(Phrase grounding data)
*-*-*

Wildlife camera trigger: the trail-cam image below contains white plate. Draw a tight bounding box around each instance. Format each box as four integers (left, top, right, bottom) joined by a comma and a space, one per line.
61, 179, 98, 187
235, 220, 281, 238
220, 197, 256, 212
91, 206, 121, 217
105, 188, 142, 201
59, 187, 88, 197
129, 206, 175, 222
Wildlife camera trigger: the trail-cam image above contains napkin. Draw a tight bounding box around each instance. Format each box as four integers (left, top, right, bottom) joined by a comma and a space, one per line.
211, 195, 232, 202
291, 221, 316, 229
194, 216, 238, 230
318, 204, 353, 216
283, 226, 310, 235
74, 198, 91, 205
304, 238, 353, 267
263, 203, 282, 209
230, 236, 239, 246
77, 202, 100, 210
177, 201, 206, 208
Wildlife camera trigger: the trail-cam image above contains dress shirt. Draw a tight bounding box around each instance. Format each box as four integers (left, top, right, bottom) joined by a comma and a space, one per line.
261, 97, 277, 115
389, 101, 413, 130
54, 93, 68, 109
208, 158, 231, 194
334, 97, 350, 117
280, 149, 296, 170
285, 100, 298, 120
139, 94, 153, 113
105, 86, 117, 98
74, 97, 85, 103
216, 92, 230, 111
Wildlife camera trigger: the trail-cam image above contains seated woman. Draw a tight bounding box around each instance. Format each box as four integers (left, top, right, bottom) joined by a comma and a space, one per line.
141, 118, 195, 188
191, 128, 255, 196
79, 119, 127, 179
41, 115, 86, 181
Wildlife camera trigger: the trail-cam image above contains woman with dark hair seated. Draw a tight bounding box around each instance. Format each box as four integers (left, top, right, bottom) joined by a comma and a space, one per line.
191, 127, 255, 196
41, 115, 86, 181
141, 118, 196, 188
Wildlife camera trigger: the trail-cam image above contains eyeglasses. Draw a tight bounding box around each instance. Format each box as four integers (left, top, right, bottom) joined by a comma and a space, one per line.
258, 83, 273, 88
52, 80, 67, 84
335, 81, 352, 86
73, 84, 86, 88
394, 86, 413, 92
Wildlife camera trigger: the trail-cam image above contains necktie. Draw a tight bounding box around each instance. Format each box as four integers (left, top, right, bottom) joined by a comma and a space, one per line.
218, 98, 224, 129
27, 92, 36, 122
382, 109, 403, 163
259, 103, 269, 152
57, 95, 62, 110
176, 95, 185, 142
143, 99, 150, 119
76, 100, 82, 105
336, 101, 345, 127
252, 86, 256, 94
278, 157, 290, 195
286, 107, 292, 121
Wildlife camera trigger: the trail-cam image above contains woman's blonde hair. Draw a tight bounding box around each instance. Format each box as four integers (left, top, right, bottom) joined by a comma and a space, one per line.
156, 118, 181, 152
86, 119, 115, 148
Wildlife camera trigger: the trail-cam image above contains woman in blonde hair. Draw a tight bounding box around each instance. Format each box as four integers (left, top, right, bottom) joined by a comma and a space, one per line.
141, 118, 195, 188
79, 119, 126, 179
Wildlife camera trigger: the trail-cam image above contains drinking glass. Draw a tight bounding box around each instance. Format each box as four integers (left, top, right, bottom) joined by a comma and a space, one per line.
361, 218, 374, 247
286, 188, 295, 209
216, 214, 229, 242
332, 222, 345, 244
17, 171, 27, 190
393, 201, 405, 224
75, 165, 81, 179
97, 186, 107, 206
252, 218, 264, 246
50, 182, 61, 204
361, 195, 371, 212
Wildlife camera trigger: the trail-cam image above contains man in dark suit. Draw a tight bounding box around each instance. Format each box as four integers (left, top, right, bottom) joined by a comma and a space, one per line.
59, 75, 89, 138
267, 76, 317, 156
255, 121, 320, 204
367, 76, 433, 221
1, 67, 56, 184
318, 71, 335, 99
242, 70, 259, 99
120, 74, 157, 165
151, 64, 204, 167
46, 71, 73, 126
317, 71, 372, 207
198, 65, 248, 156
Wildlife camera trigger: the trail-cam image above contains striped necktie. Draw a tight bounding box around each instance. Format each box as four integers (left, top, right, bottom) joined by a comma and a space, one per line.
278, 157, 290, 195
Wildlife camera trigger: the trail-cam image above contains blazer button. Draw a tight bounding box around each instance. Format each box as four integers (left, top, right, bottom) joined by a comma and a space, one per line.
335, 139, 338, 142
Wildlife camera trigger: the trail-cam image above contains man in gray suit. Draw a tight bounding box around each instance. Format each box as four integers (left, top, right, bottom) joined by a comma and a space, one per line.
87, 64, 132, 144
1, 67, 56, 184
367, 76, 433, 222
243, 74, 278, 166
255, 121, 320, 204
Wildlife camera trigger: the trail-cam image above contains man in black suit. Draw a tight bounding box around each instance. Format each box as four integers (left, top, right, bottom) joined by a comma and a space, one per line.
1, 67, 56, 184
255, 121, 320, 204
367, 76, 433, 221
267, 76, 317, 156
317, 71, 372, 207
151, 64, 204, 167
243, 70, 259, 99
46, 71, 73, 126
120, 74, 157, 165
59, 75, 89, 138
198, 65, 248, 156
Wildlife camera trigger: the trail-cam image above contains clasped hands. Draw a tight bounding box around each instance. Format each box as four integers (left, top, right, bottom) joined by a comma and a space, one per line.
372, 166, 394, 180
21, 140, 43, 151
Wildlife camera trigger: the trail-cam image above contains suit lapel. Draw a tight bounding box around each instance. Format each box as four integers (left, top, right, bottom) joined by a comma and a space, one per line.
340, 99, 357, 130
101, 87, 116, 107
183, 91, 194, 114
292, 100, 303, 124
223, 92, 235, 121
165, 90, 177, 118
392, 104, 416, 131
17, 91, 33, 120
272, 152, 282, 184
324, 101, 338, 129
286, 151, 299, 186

*-*-*

WHAT THIS TASK INVOLVES: All entries should be given again precisely as they appear above.

SOLVED EXERCISE:
Wildlife camera trigger: the trail-cam image below contains white plate. Draw a tight bounding box around each instance. Format each box as four integers (left, top, right, bottom) joined by a comma and a space, one per line.
61, 179, 98, 187
235, 220, 281, 238
220, 197, 256, 212
91, 206, 121, 217
105, 188, 142, 201
59, 187, 88, 197
129, 206, 175, 222
Wildlife camera trigger: the trail-cam image above contains napkin. Draw a tight bounding box around each instance. Format each box as four integers (left, top, right, bottom) joined by a comma and a space, one per line.
211, 195, 232, 202
291, 221, 316, 229
194, 216, 238, 230
318, 204, 353, 216
283, 226, 310, 235
74, 198, 91, 205
304, 238, 353, 267
263, 203, 282, 209
230, 236, 239, 246
77, 202, 100, 210
177, 201, 206, 208
Wildlife camera trigger: the trail-cam image above contains dress shirt. Draw a tight bounding box around each instance. Format each box as four integers (left, top, right, bottom) joined by a comma and a space, one per line.
261, 97, 277, 115
389, 101, 413, 130
54, 93, 68, 109
208, 158, 231, 194
334, 97, 350, 117
280, 149, 296, 170
285, 100, 298, 120
139, 94, 153, 113
105, 86, 117, 98
74, 97, 85, 103
216, 92, 230, 111
Wildlife camera trigger: the trail-cam image above contains seated woman. Draw a tight bounding box around each instance. Format each box as four integers (left, top, right, bottom) joined by a comma and a space, one per line.
141, 118, 195, 188
191, 128, 255, 196
79, 119, 127, 179
41, 115, 86, 181
Wildlife camera trigger: the trail-cam image above contains woman with dark hair seated. Draw a tight bounding box around each instance. Format each box as four integers (left, top, right, bottom) joined by a comma and a space, one per line.
191, 127, 255, 196
41, 115, 86, 181
141, 118, 196, 188
Wildlife camera trigger: the trail-cam image above contains eyeglasses. Draw a tight bounding box around each instance. Format each box as four integers (left, top, right, bottom) joined by a comma and a space, one per line.
258, 83, 273, 88
52, 80, 67, 84
335, 81, 352, 86
73, 84, 86, 88
394, 86, 413, 92
Wildlife camera trigger: the trail-cam image above contains necktie. Draw a tight bounding box around each instance. Format each box as four integers (left, top, right, bottom) joined by a comma and a space, one per line.
218, 98, 224, 129
27, 92, 36, 122
382, 109, 403, 163
259, 103, 269, 152
57, 95, 62, 110
176, 95, 185, 142
143, 99, 150, 119
76, 100, 82, 105
336, 101, 345, 127
252, 86, 256, 94
278, 157, 290, 195
286, 107, 292, 121
Wildlife camera trigger: the trail-cam image above contains woman's blonde hair. Draw a tight bounding box around each instance. Format each box as four integers (left, top, right, bottom) joined by a comma and a space, one per line.
156, 118, 181, 152
86, 119, 115, 148
Wildlife camera trigger: the trail-cam image above contains woman in blonde hair. Draw a tight bounding box around each instance. Format each box as four integers (left, top, right, bottom) joined by a comma and a space, one per line.
141, 118, 195, 188
79, 119, 126, 179
Wildlife camera trigger: the trail-cam image above contains drinking glass. Draw a tight bounding box around each instance. Format each box as four integers (left, top, right, bottom) joined by a comma and a space, one per line.
361, 218, 374, 247
286, 188, 295, 209
216, 214, 229, 242
332, 222, 345, 244
17, 171, 27, 190
393, 201, 405, 224
75, 165, 81, 179
97, 186, 107, 206
252, 218, 264, 246
50, 182, 61, 204
361, 195, 371, 212
Wildlife camera trigger: the trail-cam image above contains man in dark suit. Draw a tight bounding box around each instance. Format each box as four integers (left, top, right, bottom) joined by a comma and a space, one per line.
59, 75, 89, 138
267, 76, 317, 156
255, 121, 320, 204
367, 76, 433, 221
1, 67, 56, 184
318, 71, 335, 99
242, 70, 259, 99
120, 74, 157, 165
151, 64, 204, 167
46, 71, 73, 126
317, 71, 372, 207
198, 65, 248, 156
Wildlife camera trigger: the trail-cam image above contains striped necktie. Draw a tight bounding box around each instance. Format each box as four integers (left, top, right, bottom) joined by a comma and a space, one per line.
278, 157, 290, 195
Wildlife camera trigger: the trail-cam image above contains blazer button. Draw a tight bounding box around each instance. Format each box as four integers (left, top, right, bottom) joined by a comma and a space, one per line.
335, 139, 338, 142
Wildlife camera trigger: the trail-cam image above contains man in gray suit. Draw a tight bounding box around each instance. Format each box as four integers (left, top, right, bottom) joined by a comma and a space, one per line.
87, 64, 132, 144
1, 67, 56, 184
367, 76, 433, 222
243, 74, 278, 166
255, 121, 320, 204
Wildlife camera trigger: the trail-cam image above contains man in black suit. Draw a tight bounding box around each instance. Format each box as four integers (left, top, right, bottom) joined by a comma and a space, one per line.
1, 67, 56, 184
255, 121, 320, 204
367, 76, 433, 221
267, 76, 317, 156
317, 71, 372, 207
151, 64, 204, 167
243, 70, 259, 99
46, 71, 73, 126
120, 74, 157, 165
59, 75, 89, 138
198, 65, 248, 156
Wildlife camera trigger: the trail-cam image above contains clasped hands. Draw a tight bounding box around each instance. Format each box as four integers (left, top, right, bottom) joined by a comma and a space, one per line.
372, 166, 394, 180
21, 140, 43, 151
Wildlife camera trigger: the trail-cam image above contains suit lapel. Draw a tight bounding box around each instance. Format each box as four integers (left, top, right, bottom) joined by a comma and a space, one per line.
340, 99, 357, 130
101, 87, 116, 107
183, 91, 194, 114
292, 100, 303, 124
223, 92, 235, 121
165, 90, 177, 118
392, 104, 416, 131
17, 91, 33, 120
272, 152, 282, 184
324, 101, 338, 129
286, 151, 299, 186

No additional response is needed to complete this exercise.